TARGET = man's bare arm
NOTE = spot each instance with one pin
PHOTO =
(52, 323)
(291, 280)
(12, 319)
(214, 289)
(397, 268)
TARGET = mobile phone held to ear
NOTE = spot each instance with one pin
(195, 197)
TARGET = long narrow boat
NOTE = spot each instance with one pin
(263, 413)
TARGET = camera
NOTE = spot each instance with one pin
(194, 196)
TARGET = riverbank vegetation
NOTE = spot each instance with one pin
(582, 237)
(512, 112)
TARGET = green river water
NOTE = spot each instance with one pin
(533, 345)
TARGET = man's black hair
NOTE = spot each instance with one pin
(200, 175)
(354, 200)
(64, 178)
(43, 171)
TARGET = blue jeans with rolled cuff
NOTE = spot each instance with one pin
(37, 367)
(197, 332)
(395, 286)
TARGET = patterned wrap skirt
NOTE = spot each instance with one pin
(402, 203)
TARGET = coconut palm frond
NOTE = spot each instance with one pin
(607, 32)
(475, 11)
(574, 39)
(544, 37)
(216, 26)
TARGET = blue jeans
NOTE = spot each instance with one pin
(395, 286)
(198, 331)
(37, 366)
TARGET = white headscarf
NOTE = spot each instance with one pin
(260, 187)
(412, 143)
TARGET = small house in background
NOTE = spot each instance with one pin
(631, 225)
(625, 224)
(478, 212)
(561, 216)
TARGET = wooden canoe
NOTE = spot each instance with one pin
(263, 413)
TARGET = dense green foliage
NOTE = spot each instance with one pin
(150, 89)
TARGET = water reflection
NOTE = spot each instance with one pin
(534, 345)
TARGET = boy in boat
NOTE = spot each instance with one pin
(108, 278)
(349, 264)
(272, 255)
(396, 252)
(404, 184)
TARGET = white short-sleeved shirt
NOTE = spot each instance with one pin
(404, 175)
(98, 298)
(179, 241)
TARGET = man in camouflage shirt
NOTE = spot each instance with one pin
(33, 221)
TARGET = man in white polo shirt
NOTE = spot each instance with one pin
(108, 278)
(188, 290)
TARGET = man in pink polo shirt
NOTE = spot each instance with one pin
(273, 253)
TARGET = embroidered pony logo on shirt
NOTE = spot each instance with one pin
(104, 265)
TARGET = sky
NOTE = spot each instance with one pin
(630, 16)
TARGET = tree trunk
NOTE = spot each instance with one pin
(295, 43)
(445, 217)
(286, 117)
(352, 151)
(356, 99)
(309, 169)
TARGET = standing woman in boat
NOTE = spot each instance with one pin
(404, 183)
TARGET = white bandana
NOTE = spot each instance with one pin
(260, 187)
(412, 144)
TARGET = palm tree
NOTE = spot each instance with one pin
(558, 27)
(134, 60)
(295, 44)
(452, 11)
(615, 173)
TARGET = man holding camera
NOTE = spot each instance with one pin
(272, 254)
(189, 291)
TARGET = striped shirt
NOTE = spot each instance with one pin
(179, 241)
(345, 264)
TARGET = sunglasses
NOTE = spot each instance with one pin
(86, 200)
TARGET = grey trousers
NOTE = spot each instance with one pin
------------------------------------------------------------------------
Everything in the listing should be set down again exactly.

[Task output]
TARGET = man's bare arm
NOTE = spot each instance with one pin
PHOTO =
(52, 323)
(291, 280)
(12, 319)
(214, 289)
(397, 268)
TARGET = mobile phone held to ear
NOTE = spot each instance with one pin
(195, 197)
TARGET = long narrow boat
NOTE = spot each instance with one pin
(263, 413)
TARGET = camera
NOTE = spot each instance with one pin
(194, 196)
TARGET = riverbank vegetation
NOTE = spot each instance with one pin
(582, 237)
(512, 112)
TARGET = green river water
NOTE = spot each instance with one pin
(533, 345)
TARGET = man's black hair
NOTE = spot each instance with one pin
(200, 175)
(354, 200)
(64, 178)
(43, 171)
TARGET = blue jeans with rolled cuff
NOTE = spot each instance with one pin
(37, 367)
(197, 332)
(395, 286)
TARGET = patterned wrap skirt
NOTE = spot each instance with one pin
(402, 203)
TARGET = coconut palm frond
NOTE = spot each instance with one pin
(607, 32)
(475, 11)
(574, 39)
(544, 37)
(216, 26)
TARGET = blue jeans
NOTE = spot each instance with one pin
(395, 286)
(198, 331)
(37, 366)
TARGET = white headscarf
NOTE = spot each instance with one pin
(260, 187)
(412, 143)
TARGET = small house in background
NOTE = spot each instance with one pin
(631, 225)
(625, 224)
(478, 212)
(561, 216)
TARGET = wooden canoe
NOTE = spot each instance with one pin
(263, 413)
TARGET = dense green foliage
NOTE = spot each instance with one pin
(150, 89)
TARGET = water reflection
NOTE = spot each instance with one pin
(534, 345)
TARGET = boy in boat
NOTE = spot each instance with one pin
(108, 278)
(349, 264)
(272, 255)
(396, 252)
(404, 184)
TARGET = white short-sleeved shirt
NOTE = spot each instance with one pin
(404, 175)
(98, 298)
(179, 241)
TARGET = man in camouflage shirt
NOTE = spot each instance with one pin
(33, 221)
TARGET = man in white polo shirt
NOTE = spot each instance with one pin
(108, 278)
(188, 290)
TARGET = man in pink polo shirt
NOTE = spot each instance with one pin
(273, 253)
TARGET = embroidered pony logo on shirt
NOTE = spot each instance with one pin
(104, 265)
TARGET = sky
NOTE = spot each instance with one pin
(630, 16)
TARGET = tree trunk
NOTE = spot each instance with one pin
(295, 43)
(445, 217)
(286, 117)
(352, 151)
(356, 99)
(309, 169)
TARGET = standing woman in boat
NOTE = spot each instance with one pin
(404, 183)
TARGET = white bandana
NOTE = spot each instance with one pin
(260, 187)
(412, 144)
TARGET = palm tree
NOTE = spot each instance with one pin
(558, 27)
(134, 60)
(295, 44)
(452, 11)
(615, 173)
TARGET = man holding camera
NOTE = spot each instance with one pin
(272, 254)
(189, 291)
TARGET = striped shirt
NOTE = spot each instance with one pin
(179, 241)
(345, 264)
TARGET = sunglasses
NOTE = spot each instance with one pin
(86, 200)
TARGET = grey trousers
NOTE = spot each instance with one pin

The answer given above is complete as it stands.